+++ THE INPUT
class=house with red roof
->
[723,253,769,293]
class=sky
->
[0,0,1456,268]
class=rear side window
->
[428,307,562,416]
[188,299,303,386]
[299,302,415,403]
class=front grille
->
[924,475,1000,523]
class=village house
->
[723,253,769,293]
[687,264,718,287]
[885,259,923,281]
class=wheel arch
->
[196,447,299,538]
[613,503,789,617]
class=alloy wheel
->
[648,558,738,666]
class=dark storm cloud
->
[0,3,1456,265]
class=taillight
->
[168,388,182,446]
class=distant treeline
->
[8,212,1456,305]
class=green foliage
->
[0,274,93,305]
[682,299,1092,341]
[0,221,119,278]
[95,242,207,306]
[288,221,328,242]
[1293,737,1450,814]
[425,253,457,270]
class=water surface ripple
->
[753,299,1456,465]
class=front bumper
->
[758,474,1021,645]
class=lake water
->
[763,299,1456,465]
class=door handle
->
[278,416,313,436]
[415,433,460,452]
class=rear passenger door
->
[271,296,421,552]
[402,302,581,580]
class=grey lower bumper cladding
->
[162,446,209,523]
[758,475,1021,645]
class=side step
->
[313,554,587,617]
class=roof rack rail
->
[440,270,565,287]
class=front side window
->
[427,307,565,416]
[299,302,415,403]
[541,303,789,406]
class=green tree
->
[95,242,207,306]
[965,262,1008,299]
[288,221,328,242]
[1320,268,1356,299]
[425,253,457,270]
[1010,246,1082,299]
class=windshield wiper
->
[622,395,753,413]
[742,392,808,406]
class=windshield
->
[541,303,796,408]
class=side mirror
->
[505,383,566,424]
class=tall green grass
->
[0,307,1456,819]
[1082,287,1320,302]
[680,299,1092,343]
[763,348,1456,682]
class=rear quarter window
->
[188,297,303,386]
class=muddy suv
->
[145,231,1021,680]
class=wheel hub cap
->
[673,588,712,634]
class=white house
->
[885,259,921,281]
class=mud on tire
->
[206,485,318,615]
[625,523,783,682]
++++++
■ WHAT YOU HAVE TO DO ■
Rewrite all of the material above, replacing "lake water" with "pond water" wherever it occurs and leaving everything else unchanged.

■ COMPLETED TASK ■
class=house with red roof
->
[723,253,769,293]
class=sky
->
[0,0,1456,268]
class=rear side window
->
[428,307,562,416]
[188,299,303,386]
[299,302,415,403]
class=front grille
->
[924,475,1000,523]
class=village house
->
[723,253,769,293]
[687,264,718,287]
[885,259,923,281]
class=wheel arch
->
[196,447,299,538]
[613,503,789,617]
class=alloy wheel
->
[648,558,738,666]
class=dark storm cloud
->
[0,3,1456,265]
class=taillight
->
[168,388,182,446]
class=distant treeline
->
[8,212,1456,305]
class=green foliage
->
[0,274,93,305]
[682,299,1092,341]
[0,221,119,278]
[95,242,207,306]
[288,221,328,242]
[1293,737,1450,814]
[425,253,457,270]
class=water surface ripple
->
[753,299,1456,465]
class=front bumper
->
[758,474,1021,645]
class=pond water
->
[763,299,1456,465]
class=door handle
->
[278,416,313,436]
[415,433,460,452]
class=rear passenger door
->
[271,296,421,552]
[402,302,581,580]
class=grey lower bumper cladding
->
[162,446,209,523]
[758,475,1021,645]
class=side step
->
[313,554,587,617]
class=roof rack rail
->
[440,270,565,287]
class=front side window
->
[427,307,565,416]
[299,302,415,403]
[541,303,789,406]
class=green tree
->
[95,242,207,306]
[965,262,1008,299]
[288,221,328,242]
[1320,268,1356,299]
[425,253,457,270]
[1010,246,1082,299]
class=windshield wiper
->
[622,395,753,413]
[742,392,808,406]
class=windshield
->
[541,303,796,408]
class=side mirror
->
[505,383,566,424]
class=tall green grass
->
[0,307,1456,819]
[1082,287,1320,302]
[680,299,1092,343]
[763,348,1456,682]
class=rear quarter window
->
[188,297,303,386]
class=muddy suv
->
[145,231,1021,680]
class=wheel hub cap
->
[673,588,712,634]
class=white house
->
[885,259,921,281]
class=mud on tire
->
[206,485,318,615]
[625,523,783,682]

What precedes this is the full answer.